Cutting down Rust compile times from 30 to 2 minutes with one thousand crates
87 comments
·April 17, 2025wiseowise
gz09
FWIW the article carefully worded it as a "back of the envelope" calculation, says we can't expect a linear speedup in practice and also gives the time it takes for linking (7 secs).
(Disclaimer I am the author of the article and I am quite familiar with the law)
stouset
This is an observed change of going from 1 core at 100% to 64 cores at 100%. This is establishing a lower bound, assuming there is no wasted work or contention for shared resources.
repstosb
Amdahl's Law, like most 20th-century performance "wisdom" and metrics, focuses excessively on instruction count, neglecting memory and I/O pressure. 64 cores doesn't mean 64 independent cache pyramids and memory buses. In real life, the difference between CPU cycle frequency and memory latency is so great that memory pressure primarily determines performance, whereas core count really only matters to the extent that it contributes to that memory pressure.
throwawaymaths
Amdahls law is about coordination costs, so either you would expect cores to be starved or lots pf extra coordination-related compute to be happening, which, i guess is not totally crazy since there are that many crates, but as a first guess OP's back of the envelope is fine
HippoBaro
Eminently pragmatic solution — I like it. In Rust, a crate is a compilation unit, and the compiler has limited parallelism opportunities, especially since rustc offloads much of the work to LLVM, which is largely single-threaded.
It’s not surprising they didn’t see a linear speedup from splitting into so many crates. The compiler now produces a large number of intermediate object files that must be read back and linked into the final binary. On top of that, rustc caches a significant amount of semantic information — lifetimes, trait resolutions, type inference — much of which now has to be recomputed for each crate, including dependencies. That introduces a lot of redundant work.
I also would expect this to hurt runtime performance as it likely reduces inlining opportunities (unless LTO is really good now?)
JJJollyjim
They mention that compiling one crate at a time (-j1) doesnt give the 7x slowdown, which rules out the object file/caching-in-rustc theories... I think the only explanation is the rustcs are sharing limited L3 cache.
lsuresh
The L3 cache angle is one of our hypotheses too. But it doesn't seem like we can do much about it.
dathinab
The main issue here is:
- in rust one semantic compilation unit is one crate
- in C one semantic compilation unit is one file
There are quite a bunch of benefits in the rust approach, but also drawbacks, like huge projects have to be split into multiple workspaces to maximize parallel building.
Oversimplified the codegen-units setting tells the compiler into how many parts the compiler is allowed to split the a single semantic code gen unit.
Now it still seems strange (as in it looks like a performance bug) that most times rust was stuck in just one threat (instead of e.g. 8).
lsuresh
> Now it still seems strange (as in it looks like a performance bug) that most times rust was stuck in just one threat (instead of e.g. 8).
Agreed, seems like there are some rustc performance bugs at play here.

Dataset section:
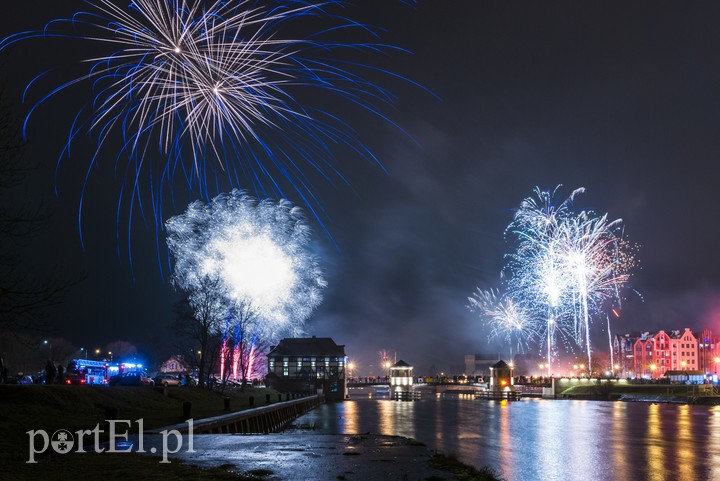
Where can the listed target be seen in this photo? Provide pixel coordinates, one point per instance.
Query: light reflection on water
(546, 440)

Exercise objective:
Can you give an updated copy of the Rust compile-time thread between "throwawaymaths" and "is largely single-threaded.", inclusive, with "Eminently" changed to "Highly"? This data has nothing to do with the Rust compile-time thread.

Answer for the task:
throwawaymaths
Amdahls law is about coordination costs, so either you would expect cores to be starved or lots pf extra coordination-related compute to be happening, which, i guess is not totally crazy since there are that many crates, but as a first guess OP's back of the envelope is fine
HippoBaro
Highly pragmatic solution — I like it. In Rust, a crate is a compilation unit, and the compiler has limited parallelism opportunities, especially since rustc offloads much of the work to LLVM, which is largely single-threaded.